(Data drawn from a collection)

#####

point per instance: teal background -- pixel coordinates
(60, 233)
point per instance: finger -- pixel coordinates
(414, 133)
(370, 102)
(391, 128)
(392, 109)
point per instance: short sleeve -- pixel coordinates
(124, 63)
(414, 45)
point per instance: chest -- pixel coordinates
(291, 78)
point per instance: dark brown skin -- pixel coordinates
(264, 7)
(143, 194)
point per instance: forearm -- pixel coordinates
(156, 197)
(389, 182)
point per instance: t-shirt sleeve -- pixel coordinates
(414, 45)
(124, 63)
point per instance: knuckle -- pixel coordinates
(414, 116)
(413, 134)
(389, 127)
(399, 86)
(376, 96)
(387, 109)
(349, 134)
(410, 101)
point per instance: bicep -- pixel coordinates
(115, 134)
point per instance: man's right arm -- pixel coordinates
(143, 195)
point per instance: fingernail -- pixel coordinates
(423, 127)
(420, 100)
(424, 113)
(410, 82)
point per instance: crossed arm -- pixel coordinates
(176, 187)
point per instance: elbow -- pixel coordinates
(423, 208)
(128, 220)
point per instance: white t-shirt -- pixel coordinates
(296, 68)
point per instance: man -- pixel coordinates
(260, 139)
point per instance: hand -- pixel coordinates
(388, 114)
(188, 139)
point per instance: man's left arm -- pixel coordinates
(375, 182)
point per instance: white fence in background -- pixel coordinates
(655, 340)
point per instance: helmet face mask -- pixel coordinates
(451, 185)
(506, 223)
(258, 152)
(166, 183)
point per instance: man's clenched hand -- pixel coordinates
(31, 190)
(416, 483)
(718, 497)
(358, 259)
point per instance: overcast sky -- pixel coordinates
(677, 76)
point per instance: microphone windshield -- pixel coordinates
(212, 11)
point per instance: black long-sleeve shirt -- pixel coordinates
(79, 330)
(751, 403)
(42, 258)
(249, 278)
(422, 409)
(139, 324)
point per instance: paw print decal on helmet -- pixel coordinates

#####

▸ **Exercise details**:
Duplicate the records without changes, beginning at the line that contains "point per instance: man's right" and continuing through the last line of the records.

▸ **Answer to the problem**:
point per instance: man's right arm -- pixel coordinates
(143, 195)
point per instance: fingernail -- pixel coordinates
(423, 127)
(420, 100)
(424, 113)
(410, 82)
point per instance: crossed arm -- pixel coordinates
(176, 187)
point per instance: elbow -- pixel coordinates
(423, 208)
(128, 220)
point per instance: white t-shirt -- pixel coordinates
(296, 68)
point per instance: man -- pixel coordinates
(260, 139)
point per instance: hand -- pixel coordinates
(388, 114)
(188, 139)
point per instance: man's left arm -- pixel coordinates
(375, 182)
point per instance: white fence in background -- pixel coordinates
(655, 340)
point per instance: helmet face mask -- pixel coordinates
(451, 185)
(506, 223)
(258, 152)
(166, 183)
point per instance: man's clenched hand -- pixel coordinates
(31, 190)
(416, 483)
(718, 497)
(358, 259)
point per instance: overcast sky -- pixel coordinates
(677, 76)
point per instance: microphone windshield -- pixel coordinates
(212, 11)
point per instance: black long-sleeve shirt -- pixel coordinates
(79, 330)
(751, 403)
(42, 258)
(249, 278)
(422, 409)
(139, 324)
point per instance: paw print decal on helmet -- pixel coordinates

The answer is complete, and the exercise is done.